= TASK REQUIREMENTS =
Recast every line of the records below as a Markdown table with the columns "Row" and "Line", numbering each row and omitting blank lines.

---*---

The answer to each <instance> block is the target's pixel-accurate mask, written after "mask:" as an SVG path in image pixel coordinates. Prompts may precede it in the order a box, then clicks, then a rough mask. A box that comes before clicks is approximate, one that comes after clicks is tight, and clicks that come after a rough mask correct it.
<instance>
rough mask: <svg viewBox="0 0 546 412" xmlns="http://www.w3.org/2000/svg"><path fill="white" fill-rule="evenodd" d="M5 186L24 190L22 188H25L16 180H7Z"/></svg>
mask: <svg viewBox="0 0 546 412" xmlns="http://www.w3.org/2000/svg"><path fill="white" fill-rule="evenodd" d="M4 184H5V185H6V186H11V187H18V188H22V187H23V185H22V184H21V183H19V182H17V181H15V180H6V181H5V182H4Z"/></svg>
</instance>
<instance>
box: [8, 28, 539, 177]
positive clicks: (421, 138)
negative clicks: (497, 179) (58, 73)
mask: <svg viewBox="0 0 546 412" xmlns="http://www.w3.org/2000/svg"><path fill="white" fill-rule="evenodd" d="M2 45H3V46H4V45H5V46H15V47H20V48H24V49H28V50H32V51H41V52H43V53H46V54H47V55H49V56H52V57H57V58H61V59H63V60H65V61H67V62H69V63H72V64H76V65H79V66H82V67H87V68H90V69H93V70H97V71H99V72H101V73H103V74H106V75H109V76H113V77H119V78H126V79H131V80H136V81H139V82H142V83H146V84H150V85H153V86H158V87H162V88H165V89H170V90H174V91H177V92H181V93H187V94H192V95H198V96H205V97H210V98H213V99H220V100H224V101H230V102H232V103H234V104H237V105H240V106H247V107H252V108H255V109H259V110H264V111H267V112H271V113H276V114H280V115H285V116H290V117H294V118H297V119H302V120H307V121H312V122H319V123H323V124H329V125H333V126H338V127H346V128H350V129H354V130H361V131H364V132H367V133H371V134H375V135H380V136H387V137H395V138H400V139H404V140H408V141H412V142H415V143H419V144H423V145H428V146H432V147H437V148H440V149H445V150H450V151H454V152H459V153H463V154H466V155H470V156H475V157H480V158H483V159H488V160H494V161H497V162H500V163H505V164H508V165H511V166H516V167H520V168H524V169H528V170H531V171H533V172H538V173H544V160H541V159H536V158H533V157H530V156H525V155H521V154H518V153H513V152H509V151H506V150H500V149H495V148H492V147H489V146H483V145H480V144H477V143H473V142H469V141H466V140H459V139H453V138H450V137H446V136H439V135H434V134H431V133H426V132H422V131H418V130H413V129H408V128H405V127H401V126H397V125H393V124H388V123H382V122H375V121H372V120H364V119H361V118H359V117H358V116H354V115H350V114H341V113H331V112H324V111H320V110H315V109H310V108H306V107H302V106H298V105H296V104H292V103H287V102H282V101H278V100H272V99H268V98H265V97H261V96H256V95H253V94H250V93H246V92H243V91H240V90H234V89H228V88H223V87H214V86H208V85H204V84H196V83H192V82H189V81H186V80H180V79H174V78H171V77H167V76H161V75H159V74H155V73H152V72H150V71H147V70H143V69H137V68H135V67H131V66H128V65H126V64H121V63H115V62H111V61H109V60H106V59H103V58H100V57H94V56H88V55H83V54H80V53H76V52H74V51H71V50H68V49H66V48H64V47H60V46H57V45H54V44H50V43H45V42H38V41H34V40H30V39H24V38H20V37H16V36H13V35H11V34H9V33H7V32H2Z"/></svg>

---*---

= RESPONSE AREA =
| Row | Line |
|---|---|
| 1 | The answer to each <instance> block is the target's pixel-accurate mask, written after "mask:" as an SVG path in image pixel coordinates. Prompts may precede it in the order a box, then clicks, then a rough mask. A box that comes before clicks is approximate, one that comes after clicks is tight, and clicks that come after a rough mask correct it. |
| 2 | <instance> |
| 3 | rough mask: <svg viewBox="0 0 546 412" xmlns="http://www.w3.org/2000/svg"><path fill="white" fill-rule="evenodd" d="M5 186L24 190L22 188H25L16 180H7Z"/></svg> |
| 4 | mask: <svg viewBox="0 0 546 412" xmlns="http://www.w3.org/2000/svg"><path fill="white" fill-rule="evenodd" d="M4 184H5V185H6V186H11V187H18V188H22V187H23V185H22V184H21V183H19V182H17V181H15V180H6V181H5V182H4Z"/></svg> |
| 5 | </instance> |
| 6 | <instance> |
| 7 | box: [8, 28, 539, 177] |
| 8 | positive clicks: (421, 138) |
| 9 | negative clicks: (497, 179) (58, 73) |
| 10 | mask: <svg viewBox="0 0 546 412" xmlns="http://www.w3.org/2000/svg"><path fill="white" fill-rule="evenodd" d="M2 45H3V46H4V45H5V46H15V47H20V48H24V49H28V50H32V51H41V52H43V53H46V54H47V55H49V56H52V57H57V58H61V59H63V60H65V61H67V62H69V63H72V64H76V65H79V66H82V67H87V68H90V69H93V70H97V71H99V72H101V73H103V74H106V75H109V76H113V77H119V78H126V79H131V80H136V81H139V82H142V83H146V84H150V85H153V86H158V87H162V88H165V89H170V90H174V91H177V92H181V93H187V94H192V95H198V96H205V97H210V98H213V99H220V100H224V101H230V102H232V103H234V104H237V105H240V106H247V107H252V108H255V109H259V110H264V111H267V112H271V113H276V114H280V115H285V116H290V117H294V118H297V119H302V120H307V121H312V122H319V123H323V124H329V125H333V126H338V127H346V128H350V129H354V130H361V131H364V132H367V133H371V134H375V135H380V136H387V137H395V138H400V139H404V140H408V141H412V142H415V143H419V144H423V145H428V146H432V147H437V148H440V149H445V150H450V151H454V152H459V153H463V154H466V155H470V156H475V157H480V158H483V159H488V160H494V161H497V162H500V163H505V164H508V165H511V166H516V167H520V168H524V169H528V170H531V171H533V172H538V173H544V160H541V159H536V158H533V157H530V156H525V155H521V154H518V153H513V152H509V151H506V150H500V149H495V148H492V147H489V146H483V145H480V144H477V143H473V142H469V141H466V140H459V139H453V138H450V137H446V136H439V135H434V134H431V133H426V132H422V131H418V130H413V129H408V128H405V127H401V126H397V125H393V124H388V123H382V122H375V121H372V120H364V119H361V118H359V117H358V116H354V115H350V114H341V113H331V112H324V111H320V110H315V109H310V108H306V107H302V106H298V105H296V104H292V103H287V102H282V101H278V100H272V99H268V98H265V97H261V96H256V95H253V94H250V93H246V92H243V91H240V90H234V89H228V88H223V87H214V86H208V85H204V84H196V83H192V82H189V81H186V80H180V79H174V78H171V77H167V76H161V75H159V74H155V73H152V72H150V71H147V70H143V69H137V68H135V67H131V66H128V65H126V64H121V63H115V62H111V61H109V60H106V59H103V58H100V57H94V56H88V55H83V54H80V53H76V52H74V51H71V50H68V49H66V48H64V47H60V46H57V45H54V44H50V43H45V42H38V41H34V40H30V39H24V38H20V37H16V36H13V35H11V34H9V33H7V32H2Z"/></svg> |